◆ What is needed
Drop every picture and give the entries back exactly.

◆ Records provided
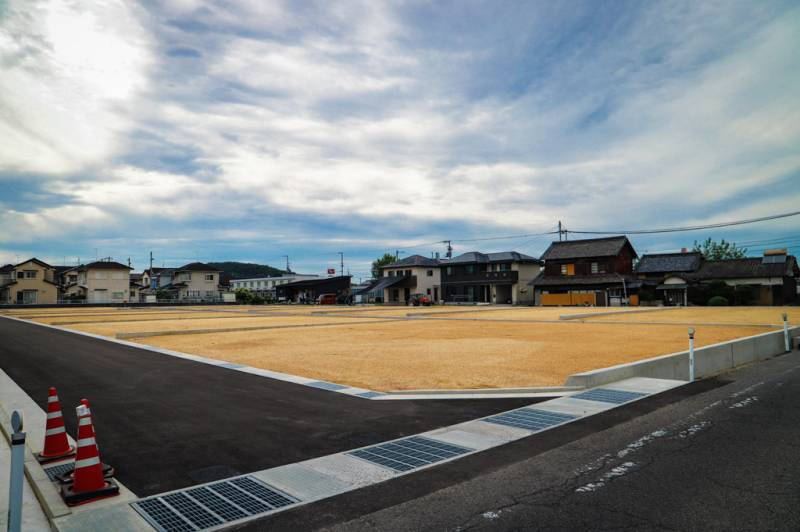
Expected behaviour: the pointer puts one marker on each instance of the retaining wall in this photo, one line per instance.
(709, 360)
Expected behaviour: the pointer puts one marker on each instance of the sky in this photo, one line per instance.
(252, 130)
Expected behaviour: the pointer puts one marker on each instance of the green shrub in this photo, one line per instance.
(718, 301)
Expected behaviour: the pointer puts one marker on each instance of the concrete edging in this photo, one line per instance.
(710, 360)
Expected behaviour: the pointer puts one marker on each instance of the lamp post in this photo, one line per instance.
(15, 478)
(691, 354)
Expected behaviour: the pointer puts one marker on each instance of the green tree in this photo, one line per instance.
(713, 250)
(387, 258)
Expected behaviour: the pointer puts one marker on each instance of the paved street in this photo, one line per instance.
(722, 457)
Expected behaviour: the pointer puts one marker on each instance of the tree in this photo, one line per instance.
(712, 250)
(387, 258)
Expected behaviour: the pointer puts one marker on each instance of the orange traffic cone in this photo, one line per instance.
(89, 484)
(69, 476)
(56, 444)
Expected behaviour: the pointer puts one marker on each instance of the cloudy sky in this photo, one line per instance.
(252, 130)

◆ Exercise result
Expected behaviour: the pointer puts one marker on each instance of the retaining wall in this photo, one line per instance.
(709, 360)
Expected behaviour: the pointer puts one marker on each instance of the sky in this photo, one line per instance.
(252, 130)
Expected behaviour: the pointer puts one marker on each instance of the green shrub in this photo, one line per instance.
(718, 301)
Expected behaviour: the pointer puts one marker on each instance of the concrete edging in this photo, one line per instance.
(710, 360)
Expected behaviour: the pointer puts one marker on each instance of the lamp post in this photo, one line per instance.
(15, 478)
(691, 354)
Expected behaviour: the pointer puts one marker on each instance of the green tree in this photo, one line per instance.
(713, 250)
(387, 258)
Expected behaviour: the pointer puts one marker on each instance of the paved street in this photo, one line per instance.
(722, 457)
Expected behaviour: the pointer puts one marker on each instance of the tree in this photo, one line per instance.
(712, 250)
(387, 258)
Expected behaviour: the pointer puts one marker on each instance of the orange traffic cone in this photo, one line per instance.
(89, 484)
(69, 476)
(56, 444)
Expected behaviour: the pointer puts one marker on each instance of the cloudy sky in this photo, one line per instance.
(252, 130)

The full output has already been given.